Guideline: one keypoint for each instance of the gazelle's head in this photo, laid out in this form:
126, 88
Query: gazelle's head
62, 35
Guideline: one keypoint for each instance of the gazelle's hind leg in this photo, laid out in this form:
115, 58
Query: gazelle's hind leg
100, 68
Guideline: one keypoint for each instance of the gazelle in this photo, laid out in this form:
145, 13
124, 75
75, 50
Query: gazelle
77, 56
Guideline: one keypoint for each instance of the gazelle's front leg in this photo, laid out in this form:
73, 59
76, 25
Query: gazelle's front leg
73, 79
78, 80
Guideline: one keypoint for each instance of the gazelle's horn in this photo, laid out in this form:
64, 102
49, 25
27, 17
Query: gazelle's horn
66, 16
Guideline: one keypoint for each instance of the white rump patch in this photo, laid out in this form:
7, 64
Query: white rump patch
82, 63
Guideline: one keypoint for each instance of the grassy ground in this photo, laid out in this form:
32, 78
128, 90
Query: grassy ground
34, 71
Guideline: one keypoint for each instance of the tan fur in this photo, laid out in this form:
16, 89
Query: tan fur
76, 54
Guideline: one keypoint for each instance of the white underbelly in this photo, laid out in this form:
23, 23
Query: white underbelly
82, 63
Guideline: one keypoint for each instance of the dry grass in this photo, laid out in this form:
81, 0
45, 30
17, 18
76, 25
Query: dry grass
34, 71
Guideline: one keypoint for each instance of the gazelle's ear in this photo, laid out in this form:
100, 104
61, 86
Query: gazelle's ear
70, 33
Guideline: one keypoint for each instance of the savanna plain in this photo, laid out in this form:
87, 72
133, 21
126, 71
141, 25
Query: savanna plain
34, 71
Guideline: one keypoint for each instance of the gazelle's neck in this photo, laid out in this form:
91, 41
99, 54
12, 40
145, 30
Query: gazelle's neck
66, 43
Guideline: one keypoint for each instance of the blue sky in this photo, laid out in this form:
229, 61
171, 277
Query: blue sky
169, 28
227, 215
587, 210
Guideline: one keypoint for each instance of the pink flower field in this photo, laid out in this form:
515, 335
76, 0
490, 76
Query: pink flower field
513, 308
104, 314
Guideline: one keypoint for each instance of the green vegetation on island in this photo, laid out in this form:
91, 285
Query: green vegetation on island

______

*EXERCISE DETAILS*
Copy all of the items above line for line, changing nothing.

*SOLVED PROBLEM*
Guideline: one keypoint for each instance of the gazelle's head in this photo, laid out in this form:
126, 88
Query: gazelle's head
62, 35
Guideline: one keypoint for each instance of the gazelle's hind leg in this photo, laid out in this form:
115, 58
Query: gazelle's hind leg
100, 68
Guideline: one keypoint for each instance of the gazelle in this photo, laid out in this form:
145, 13
124, 75
75, 50
Query: gazelle
77, 56
Guideline: one keypoint for each instance of the gazelle's front leg in this photo, laid out in this form:
73, 59
76, 25
Query: gazelle's front leg
73, 79
78, 80
Guideline: one keypoint for each instance of the gazelle's horn in this photo, laid out in this form:
64, 102
49, 25
27, 17
Query: gazelle's horn
66, 16
Guideline: one keypoint for each instance of the white rump patch in this photo, laid out in this form:
7, 64
Query: white rump patch
82, 63
Guideline: one keypoint for each instance of the grassy ground in this photo, laid out in this form:
32, 78
128, 90
Query: grassy ground
34, 71
Guideline: one keypoint for each instance of the tan fur in this photo, laid out in this form:
16, 89
Query: tan fur
76, 54
Guideline: one keypoint for each instance of the white underbelly in this photo, laid out in this form:
23, 23
Query: white underbelly
82, 63
Guideline: one keypoint for each instance of the dry grass in this photo, laid out in this form:
81, 0
45, 30
17, 18
76, 25
Query: dry grass
34, 71
Guideline: one keypoint for each instance of the gazelle's ear in this photo, laid out in this form:
100, 104
61, 86
Query: gazelle's ear
70, 33
Guideline: one keypoint for each instance of the savanna plain in this photo, laid out in this form:
87, 72
133, 21
126, 71
141, 25
Query: savanna plain
34, 71
Guideline: one keypoint for each instance of the gazelle's neck in this photo, laid out in this form:
91, 41
99, 54
12, 40
145, 30
Query: gazelle's neck
66, 43
Guideline: one keypoint for each instance of the blue sky in this photo, laid out in this form:
229, 61
171, 277
Query: blue sky
169, 28
227, 215
587, 210
Guideline: one keypoint for each instance of the pink flower field in this photo, laid out in this form:
515, 335
76, 0
490, 76
Query: pink flower field
513, 308
104, 314
Guideline: one keypoint for each instance of the green vegetation on island in this photo, laid out in this form:
91, 285
Query: green vegetation on island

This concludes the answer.